Location labeling records:
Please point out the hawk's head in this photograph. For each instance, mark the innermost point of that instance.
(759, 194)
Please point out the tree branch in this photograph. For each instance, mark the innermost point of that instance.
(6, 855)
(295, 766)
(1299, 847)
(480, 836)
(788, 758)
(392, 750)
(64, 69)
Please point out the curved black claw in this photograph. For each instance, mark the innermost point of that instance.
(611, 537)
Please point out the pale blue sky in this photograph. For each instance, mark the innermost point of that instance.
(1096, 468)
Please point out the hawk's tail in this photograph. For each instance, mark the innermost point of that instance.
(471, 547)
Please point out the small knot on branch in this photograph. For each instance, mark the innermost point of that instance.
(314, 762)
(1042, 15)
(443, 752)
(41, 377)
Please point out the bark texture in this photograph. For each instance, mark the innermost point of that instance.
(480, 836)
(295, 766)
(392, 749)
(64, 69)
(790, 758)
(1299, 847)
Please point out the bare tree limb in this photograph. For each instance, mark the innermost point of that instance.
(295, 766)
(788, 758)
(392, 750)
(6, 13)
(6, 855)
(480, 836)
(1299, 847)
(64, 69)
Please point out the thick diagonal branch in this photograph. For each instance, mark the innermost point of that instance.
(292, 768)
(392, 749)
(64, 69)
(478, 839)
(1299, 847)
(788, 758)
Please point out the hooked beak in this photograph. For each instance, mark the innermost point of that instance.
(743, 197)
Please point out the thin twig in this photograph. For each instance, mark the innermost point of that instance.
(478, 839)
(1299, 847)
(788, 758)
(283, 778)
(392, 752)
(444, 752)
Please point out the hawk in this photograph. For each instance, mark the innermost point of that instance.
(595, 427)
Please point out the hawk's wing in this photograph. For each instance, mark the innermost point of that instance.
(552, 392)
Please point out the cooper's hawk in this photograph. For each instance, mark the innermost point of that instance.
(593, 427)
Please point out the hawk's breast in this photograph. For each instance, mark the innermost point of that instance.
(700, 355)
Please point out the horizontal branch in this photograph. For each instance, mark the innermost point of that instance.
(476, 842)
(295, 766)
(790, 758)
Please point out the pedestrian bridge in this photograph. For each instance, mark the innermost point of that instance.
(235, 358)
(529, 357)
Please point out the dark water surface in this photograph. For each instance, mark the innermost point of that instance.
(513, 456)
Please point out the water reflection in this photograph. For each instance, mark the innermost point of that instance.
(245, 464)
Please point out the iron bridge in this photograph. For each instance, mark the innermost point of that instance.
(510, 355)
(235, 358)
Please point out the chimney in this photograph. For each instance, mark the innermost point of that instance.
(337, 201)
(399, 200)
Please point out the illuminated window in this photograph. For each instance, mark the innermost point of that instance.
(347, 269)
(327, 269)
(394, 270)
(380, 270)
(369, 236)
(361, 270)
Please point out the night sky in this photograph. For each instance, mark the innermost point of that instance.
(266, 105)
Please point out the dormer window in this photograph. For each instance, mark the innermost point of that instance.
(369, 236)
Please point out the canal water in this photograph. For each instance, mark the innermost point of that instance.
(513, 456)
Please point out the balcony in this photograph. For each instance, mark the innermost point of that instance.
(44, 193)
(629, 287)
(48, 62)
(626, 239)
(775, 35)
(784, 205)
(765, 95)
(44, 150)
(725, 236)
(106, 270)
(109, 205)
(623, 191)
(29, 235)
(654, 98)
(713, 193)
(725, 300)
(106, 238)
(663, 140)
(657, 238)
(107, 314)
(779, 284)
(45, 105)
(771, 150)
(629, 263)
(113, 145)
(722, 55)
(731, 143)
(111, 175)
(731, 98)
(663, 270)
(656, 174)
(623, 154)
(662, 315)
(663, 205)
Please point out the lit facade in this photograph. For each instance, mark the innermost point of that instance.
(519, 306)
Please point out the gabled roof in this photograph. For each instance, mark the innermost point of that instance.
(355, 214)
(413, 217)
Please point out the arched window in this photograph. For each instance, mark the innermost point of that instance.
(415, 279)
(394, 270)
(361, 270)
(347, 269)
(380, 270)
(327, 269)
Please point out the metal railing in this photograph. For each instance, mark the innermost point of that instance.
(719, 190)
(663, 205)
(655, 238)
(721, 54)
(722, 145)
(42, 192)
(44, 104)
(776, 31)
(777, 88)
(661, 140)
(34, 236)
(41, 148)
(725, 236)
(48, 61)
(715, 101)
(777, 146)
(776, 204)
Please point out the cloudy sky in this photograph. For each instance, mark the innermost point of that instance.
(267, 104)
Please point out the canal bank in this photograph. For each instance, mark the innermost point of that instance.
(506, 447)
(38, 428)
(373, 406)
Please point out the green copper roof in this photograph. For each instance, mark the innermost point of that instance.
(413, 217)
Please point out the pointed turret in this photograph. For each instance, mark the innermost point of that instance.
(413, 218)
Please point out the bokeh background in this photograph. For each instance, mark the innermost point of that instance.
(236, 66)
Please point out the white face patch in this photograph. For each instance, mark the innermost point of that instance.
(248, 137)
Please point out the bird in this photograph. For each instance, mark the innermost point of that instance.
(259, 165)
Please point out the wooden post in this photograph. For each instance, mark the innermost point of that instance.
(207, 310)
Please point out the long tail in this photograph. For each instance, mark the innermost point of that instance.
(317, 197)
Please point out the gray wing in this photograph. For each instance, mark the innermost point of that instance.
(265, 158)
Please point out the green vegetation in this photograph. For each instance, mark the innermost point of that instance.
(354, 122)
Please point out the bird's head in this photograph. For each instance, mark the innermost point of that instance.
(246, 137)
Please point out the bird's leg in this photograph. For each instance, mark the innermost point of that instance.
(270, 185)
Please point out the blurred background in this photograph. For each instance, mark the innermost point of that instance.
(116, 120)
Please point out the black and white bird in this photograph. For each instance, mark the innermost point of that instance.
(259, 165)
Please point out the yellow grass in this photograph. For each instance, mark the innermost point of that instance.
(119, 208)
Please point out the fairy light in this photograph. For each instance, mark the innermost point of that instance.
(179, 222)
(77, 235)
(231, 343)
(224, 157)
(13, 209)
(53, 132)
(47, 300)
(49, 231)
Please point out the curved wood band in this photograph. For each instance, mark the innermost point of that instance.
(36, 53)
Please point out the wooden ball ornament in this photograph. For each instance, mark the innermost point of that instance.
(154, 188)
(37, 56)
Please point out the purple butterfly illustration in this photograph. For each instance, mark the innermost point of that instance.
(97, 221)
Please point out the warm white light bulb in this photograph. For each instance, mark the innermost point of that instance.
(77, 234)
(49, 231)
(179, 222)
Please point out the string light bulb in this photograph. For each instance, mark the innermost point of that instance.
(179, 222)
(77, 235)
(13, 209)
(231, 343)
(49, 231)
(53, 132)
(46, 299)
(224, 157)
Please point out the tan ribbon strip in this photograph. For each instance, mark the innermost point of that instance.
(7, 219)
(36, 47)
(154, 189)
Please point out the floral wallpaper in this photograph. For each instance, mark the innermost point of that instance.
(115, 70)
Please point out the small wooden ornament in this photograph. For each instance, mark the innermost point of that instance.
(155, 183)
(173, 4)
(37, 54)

(Your goal)
Write the location labeling records as a two-column CSV with the header row label_text,answer. Give one row for each record, and put its text and its answer each in a single quoted field, with line breaks turned into spaces.

(Response)
label_text,answer
"Please point out the hawk's head in this photograph. For each instance, mark the innermost point of that instance.","(759, 194)"
"Please point out the tree branch in this photograph. For each instance, mark the innermost point of that instance.","(6, 855) (295, 766) (1299, 847) (480, 836) (788, 758) (392, 750) (64, 69)"
"Please point out the curved black claw in this photograph. For each instance, mark the innermost point of that instance.","(611, 537)"
"Please point out the pale blue sky in this photograph. For each instance, mark the innermost point of that instance.","(1096, 468)"
"Please point out the hawk's tail in this photograph. For each instance, mark the innermost point of that instance.","(471, 547)"
"Please point out the small knot on branch in this photograph. For each instance, mark the innermost point of that instance.","(314, 762) (1042, 15) (443, 752) (41, 377)"
"Please point out the bark texture in this photograph. For each instance, mark the innermost point of that instance.","(480, 836) (295, 766) (392, 749) (64, 69) (790, 758) (1299, 847)"
"Please point out the bare tree limb in this photograph. For each instance, mark the innermost point of that instance.","(295, 766) (788, 758) (392, 750) (6, 13) (6, 855) (480, 836) (1299, 847) (64, 69)"
"Please point out the thick diagonal branch in this photograph. For each instance, mark the innermost point of that instance.","(292, 768) (392, 749) (64, 69) (478, 839) (1299, 847) (788, 758)"
"Please point out the hooked beak in this photograph. For each instance, mark the innermost point of that instance.","(743, 197)"
"Please point out the thin twig in this photograph. For each instance, mark the innermost point of that instance.","(478, 839) (1299, 847) (788, 758) (283, 778) (392, 752) (444, 752)"
"Please point out the hawk in this photograph. For each instance, mark the innermost point of that instance.","(595, 427)"
"Please point out the hawk's wing in this photograph. For each instance, mark the innermost point of that instance.","(552, 392)"
"Please point out the cooper's hawk in this photograph. For each instance, mark the innermost point of that instance.","(593, 427)"
"Please point out the hawk's breast in this photograph. For each instance, mark the innermost point of that instance.","(700, 355)"
"Please point out the horizontal branch in this photograph. For each instance, mark the innermost point of that instance.","(476, 842) (295, 766) (790, 758)"
"Please point out the pedestrian bridge in this photograph. For each instance, mark the innermost point of that instance.","(235, 358) (529, 357)"
"Please point out the dark water surface in this photograph. For each instance, mark the innermost point of that instance.","(513, 456)"
"Please point out the water reflection in this photograph. For each instance, mark the innermost point of that instance.","(245, 464)"
"Please point out the iron bridge in this photograph. For each instance, mark the innermost point of that instance.","(510, 355) (235, 358)"
"Please point out the chimney in this photograph. For each instance, mark the innermost point of that instance.","(337, 201) (399, 200)"
"Please point out the illuminated window in this photograph. For each instance, mark the innermost point of that instance.","(347, 269) (327, 269) (394, 270) (380, 270) (369, 236) (361, 270)"
"Please point out the night sky in this photograph. For each instance, mark the innermost point of that instance.","(266, 105)"
"Please point out the dormer window in this photograph. For each instance, mark the innermost point of that instance.","(369, 236)"
"Please point out the canal water in this photograph. For each instance, mark the innermost point of that instance.","(513, 456)"
"Please point out the balcony in this photograph. For each instance, mark the innermost point of that instance.","(44, 193) (629, 287) (48, 62) (626, 239) (775, 35) (784, 205) (765, 95) (44, 150) (725, 236) (106, 270) (109, 205) (623, 191) (29, 235) (654, 98) (713, 193) (725, 300) (106, 238) (663, 140) (657, 238) (107, 314) (779, 284) (45, 105) (771, 150) (629, 263) (113, 145) (722, 55) (731, 143) (111, 175) (731, 98) (663, 270) (656, 174) (623, 154) (662, 315) (663, 205)"
"Please point out the lit facade in this photograph. For each instance, mark the innermost point of that instance.","(519, 306)"
"Please point out the gabled roof in this photograph. For each instance, mark the innermost point of that instance.","(355, 214) (413, 217)"
"Please point out the arched window in this photograph. For each instance, mark the innermost point of that instance.","(415, 279) (394, 270) (361, 270) (347, 269) (380, 270) (327, 269)"
"Please point out the metal railing in this photograph. For each instance, mark the innermost point of that instance.","(719, 190) (663, 205) (655, 238) (721, 54) (722, 145) (42, 192) (44, 104) (776, 31) (777, 88) (661, 140) (34, 236) (41, 148) (725, 236) (48, 61) (715, 101) (777, 146) (776, 204)"
"Please point out the cloudy sky in this photograph. For each instance, mark the innermost point of that instance.","(267, 104)"
"Please point out the canal bank in this photograph. For each instance, mark the innermost point of that instance.","(506, 447) (38, 428) (373, 406)"
"Please point out the green copper roof in this photograph. For each instance, mark the innermost point of that instance.","(413, 217)"
"Please point out the pointed turret in this photograph. For each instance, mark the innermost point of that instance.","(413, 218)"
"Please point out the bokeh background in this photograph. For each instance, mark the innermost point of that instance.","(236, 66)"
"Please point out the white face patch in this photograph. For each instance, mark the innermost point of that instance.","(248, 137)"
"Please point out the bird in this photograph. For each instance, mark the innermost point of that instance.","(259, 165)"
"Please point out the wooden post in this photograph. For each instance, mark the innermost point of that instance.","(207, 310)"
"Please point out the long tail in this photograph. For each instance, mark the innermost point of that instance.","(317, 197)"
"Please point out the gray wing in this photograph. For each instance, mark the innermost point of that instance.","(265, 158)"
"Please point out the green vegetation in this photograph. For each instance, mark the innermost point of that instance.","(354, 122)"
"Please point out the bird's head in this photograph. For each instance, mark the innermost point of that instance.","(246, 137)"
"Please point out the bird's leg in this photograph. For each instance, mark the innermost point of that instance.","(270, 185)"
"Please point out the blurred background in this photograph. For each instance, mark the innermost point of that instance.","(116, 120)"
"Please point out the black and white bird in this photograph. For each instance, mark the innermost point of that instance.","(259, 165)"
"Please point out the yellow grass in this photograph. For each instance, mark the innermost point of that instance.","(119, 208)"
"Please point out the fairy light in this photograph. For each instance, mark the innermost point of that instance.","(179, 222) (77, 235) (231, 343) (224, 157) (13, 209) (53, 132) (47, 300) (49, 231)"
"Please point out the curved wood band in this photograph. For each instance, mark the innermost point of that instance.","(36, 53)"
"Please point out the wooden ball ornament in this photograph. For each instance, mark the innermost point of that instance.","(154, 188) (37, 56)"
"Please point out the purple butterfly illustration in this photograph. For each instance, mark the innermost point of that instance.","(97, 221)"
"Please point out the warm white light bulb in this photograph. For each instance, mark the innermost point of that instance.","(77, 234) (49, 231) (179, 222)"
"Please point out the string light bulb in this photograph. For each instance, mark the innermost point of that instance.","(179, 222) (77, 235) (13, 209) (231, 343) (49, 231) (53, 132) (46, 299) (224, 157)"
"Please point out the tan ribbon strip in this photograph. For each instance, mark the innermost point of that instance.","(7, 219) (36, 47) (154, 189)"
"Please point out the floral wallpaper in this photograph. For each instance, mark the innermost point of that instance.","(115, 70)"
"Please point out the small wooden ornament in this photograph. For each instance, mark the innermost point of that instance.","(155, 183) (173, 4) (37, 54)"